● **Text passage**:

As noted in last week’s blog post, contributions to 401(k) plans are treated favorably under the federal personal income tax.  The government does not tax either the employee or employer contributions to these plans or the investment earnings on the contributions until the monies are withdrawn in retirement.  In addition, deferral shifts income to a time of life when people have less income and thereby face a lower tax rate.  This treatment significantly reduces the lifetime income taxes of those employees with 401(k)s and costs the Treasury money.  The question is how much?

The calculation involves comparing the present discounted value of taxes collected from saving within a 401(k) plan to how much would have been collected if the saving were done outside.  Several pieces of information are needed: the amount contributed to 401(k)s, the rate of return earned on investments, the rate used to discount future values to the present, the length of time the money is held in the 401(k), and the average marginal tax rate before and after retirement.

Assume that the rate of return equals the discount rate and that, for the moment, all income is taxed at the same rate.  If contributions to 401(k)-type plans – hereafter referred to simply as 401(k) plans – are $280 billion,  contributors are age  45, the money is withdrawn at 75, the nominal rate of return is 6 percent, and the average marginal tax rate is 25 percent, the tax expenditure for 2010 would be $73 billion.

● **What to do**: Reproduce the passage on the tax cost of 401(k) plans in full, word for word.

● **Supplied records**:
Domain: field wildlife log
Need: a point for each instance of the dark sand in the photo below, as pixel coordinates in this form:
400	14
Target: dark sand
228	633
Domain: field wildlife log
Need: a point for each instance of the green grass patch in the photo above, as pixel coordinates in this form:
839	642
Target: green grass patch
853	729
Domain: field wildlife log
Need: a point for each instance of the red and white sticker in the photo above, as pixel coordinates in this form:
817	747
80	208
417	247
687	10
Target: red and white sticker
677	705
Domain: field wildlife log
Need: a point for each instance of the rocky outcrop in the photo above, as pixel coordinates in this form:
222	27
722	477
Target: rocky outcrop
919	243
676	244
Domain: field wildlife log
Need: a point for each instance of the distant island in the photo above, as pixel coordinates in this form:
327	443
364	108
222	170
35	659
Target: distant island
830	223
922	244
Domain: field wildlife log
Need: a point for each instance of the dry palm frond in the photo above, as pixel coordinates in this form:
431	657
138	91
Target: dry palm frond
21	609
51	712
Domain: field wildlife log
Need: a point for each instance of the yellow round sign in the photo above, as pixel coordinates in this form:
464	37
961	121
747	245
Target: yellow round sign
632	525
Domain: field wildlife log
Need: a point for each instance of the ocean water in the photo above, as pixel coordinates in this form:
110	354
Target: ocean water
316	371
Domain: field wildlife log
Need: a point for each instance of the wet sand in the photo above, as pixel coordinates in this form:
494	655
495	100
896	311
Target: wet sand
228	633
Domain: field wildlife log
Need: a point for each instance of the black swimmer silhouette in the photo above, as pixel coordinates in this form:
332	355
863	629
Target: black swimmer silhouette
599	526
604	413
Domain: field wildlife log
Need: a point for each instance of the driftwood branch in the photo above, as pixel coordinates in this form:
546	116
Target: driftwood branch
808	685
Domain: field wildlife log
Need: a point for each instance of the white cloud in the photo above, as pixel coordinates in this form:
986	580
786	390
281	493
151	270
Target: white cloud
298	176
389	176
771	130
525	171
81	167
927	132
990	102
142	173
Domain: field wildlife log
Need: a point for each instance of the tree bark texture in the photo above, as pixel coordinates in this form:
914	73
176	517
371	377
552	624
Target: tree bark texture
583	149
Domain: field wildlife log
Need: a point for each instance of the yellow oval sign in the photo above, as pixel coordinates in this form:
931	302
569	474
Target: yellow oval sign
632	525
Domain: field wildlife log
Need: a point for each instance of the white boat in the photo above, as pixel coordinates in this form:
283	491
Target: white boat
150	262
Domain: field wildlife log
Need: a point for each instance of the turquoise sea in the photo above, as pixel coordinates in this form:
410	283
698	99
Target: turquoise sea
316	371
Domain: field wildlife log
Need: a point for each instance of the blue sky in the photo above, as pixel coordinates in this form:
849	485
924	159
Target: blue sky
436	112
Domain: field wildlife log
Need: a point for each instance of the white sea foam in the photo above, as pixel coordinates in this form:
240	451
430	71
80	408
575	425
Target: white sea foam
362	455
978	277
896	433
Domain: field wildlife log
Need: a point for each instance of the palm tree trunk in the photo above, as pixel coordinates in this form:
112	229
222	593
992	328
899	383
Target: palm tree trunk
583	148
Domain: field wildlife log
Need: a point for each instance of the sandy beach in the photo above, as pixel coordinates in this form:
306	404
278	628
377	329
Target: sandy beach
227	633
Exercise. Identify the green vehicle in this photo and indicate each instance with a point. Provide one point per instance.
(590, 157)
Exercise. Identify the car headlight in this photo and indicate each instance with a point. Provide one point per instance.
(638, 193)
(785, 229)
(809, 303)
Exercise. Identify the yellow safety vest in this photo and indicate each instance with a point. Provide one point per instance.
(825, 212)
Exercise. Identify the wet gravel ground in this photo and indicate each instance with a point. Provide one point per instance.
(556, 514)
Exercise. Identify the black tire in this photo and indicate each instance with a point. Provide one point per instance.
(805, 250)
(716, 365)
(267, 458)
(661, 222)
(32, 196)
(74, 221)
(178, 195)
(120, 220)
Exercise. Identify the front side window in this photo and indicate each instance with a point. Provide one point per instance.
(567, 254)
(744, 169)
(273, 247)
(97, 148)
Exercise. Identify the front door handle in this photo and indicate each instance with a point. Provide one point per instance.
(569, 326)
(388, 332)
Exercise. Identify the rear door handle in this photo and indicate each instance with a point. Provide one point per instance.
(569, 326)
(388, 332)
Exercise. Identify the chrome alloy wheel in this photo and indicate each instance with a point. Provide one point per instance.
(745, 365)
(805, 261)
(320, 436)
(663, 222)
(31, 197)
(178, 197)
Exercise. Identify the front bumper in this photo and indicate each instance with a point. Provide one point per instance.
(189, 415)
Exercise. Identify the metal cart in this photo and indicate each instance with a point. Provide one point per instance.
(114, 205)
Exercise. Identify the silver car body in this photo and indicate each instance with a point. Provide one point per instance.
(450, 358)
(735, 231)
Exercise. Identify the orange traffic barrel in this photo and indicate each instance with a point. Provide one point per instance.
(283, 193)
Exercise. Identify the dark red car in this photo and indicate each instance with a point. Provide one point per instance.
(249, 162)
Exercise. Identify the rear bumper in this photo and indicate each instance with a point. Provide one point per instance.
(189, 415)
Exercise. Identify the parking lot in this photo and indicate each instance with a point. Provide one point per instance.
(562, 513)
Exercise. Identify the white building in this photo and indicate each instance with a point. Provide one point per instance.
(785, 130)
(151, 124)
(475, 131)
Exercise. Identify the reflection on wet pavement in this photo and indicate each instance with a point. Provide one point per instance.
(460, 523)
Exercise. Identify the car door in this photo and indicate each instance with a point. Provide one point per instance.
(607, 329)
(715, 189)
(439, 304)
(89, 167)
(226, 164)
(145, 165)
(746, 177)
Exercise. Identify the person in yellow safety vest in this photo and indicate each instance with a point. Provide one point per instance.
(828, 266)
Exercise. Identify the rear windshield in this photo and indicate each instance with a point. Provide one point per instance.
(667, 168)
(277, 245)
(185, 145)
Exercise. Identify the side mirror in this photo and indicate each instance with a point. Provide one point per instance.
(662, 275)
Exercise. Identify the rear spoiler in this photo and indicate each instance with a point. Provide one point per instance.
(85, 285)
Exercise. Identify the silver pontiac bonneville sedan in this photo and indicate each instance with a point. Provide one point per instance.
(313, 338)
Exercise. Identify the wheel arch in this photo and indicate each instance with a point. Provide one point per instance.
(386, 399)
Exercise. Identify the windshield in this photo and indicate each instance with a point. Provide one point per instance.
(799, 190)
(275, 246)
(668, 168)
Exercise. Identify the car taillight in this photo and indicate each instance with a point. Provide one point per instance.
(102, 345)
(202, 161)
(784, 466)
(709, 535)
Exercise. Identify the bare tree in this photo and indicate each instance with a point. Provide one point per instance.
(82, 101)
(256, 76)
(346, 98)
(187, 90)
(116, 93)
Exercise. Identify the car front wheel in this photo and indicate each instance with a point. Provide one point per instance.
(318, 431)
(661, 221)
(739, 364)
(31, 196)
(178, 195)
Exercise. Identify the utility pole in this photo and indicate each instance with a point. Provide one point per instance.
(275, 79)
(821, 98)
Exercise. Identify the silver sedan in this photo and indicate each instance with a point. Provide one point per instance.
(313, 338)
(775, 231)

● **Full output**:
As noted in last week’s blog post, contributions to 401(k) plans are treated favorably under the federal personal income tax.  The government does not tax either the employee or employer contributions to these plans or the investment earnings on the contributions until the monies are withdrawn in retirement.  In addition, deferral shifts income to a time of life when people have less income and thereby face a lower tax rate.  This treatment significantly reduces the lifetime income taxes of those employees with 401(k)s and costs the Treasury money.  The question is how much?

The calculation involves comparing the present discounted value of taxes collected from saving within a 401(k) plan to how much would have been collected if the saving were done outside.  Several pieces of information are needed: the amount contributed to 401(k)s, the rate of return earned on investments, the rate used to discount future values to the present, the length of time the money is held in the 401(k), and the average marginal tax rate before and after retirement.

Assume that the rate of return equals the discount rate and that, for the moment, all income is taxed at the same rate.  If contributions to 401(k)-type plans – hereafter referred to simply as 401(k) plans – are $280 billion,  contributors are age  45, the money is withdrawn at 75, the nominal rate of return is 6 percent, and the average marginal tax rate is 25 percent, the tax expenditure for 2010 would be $73 billion.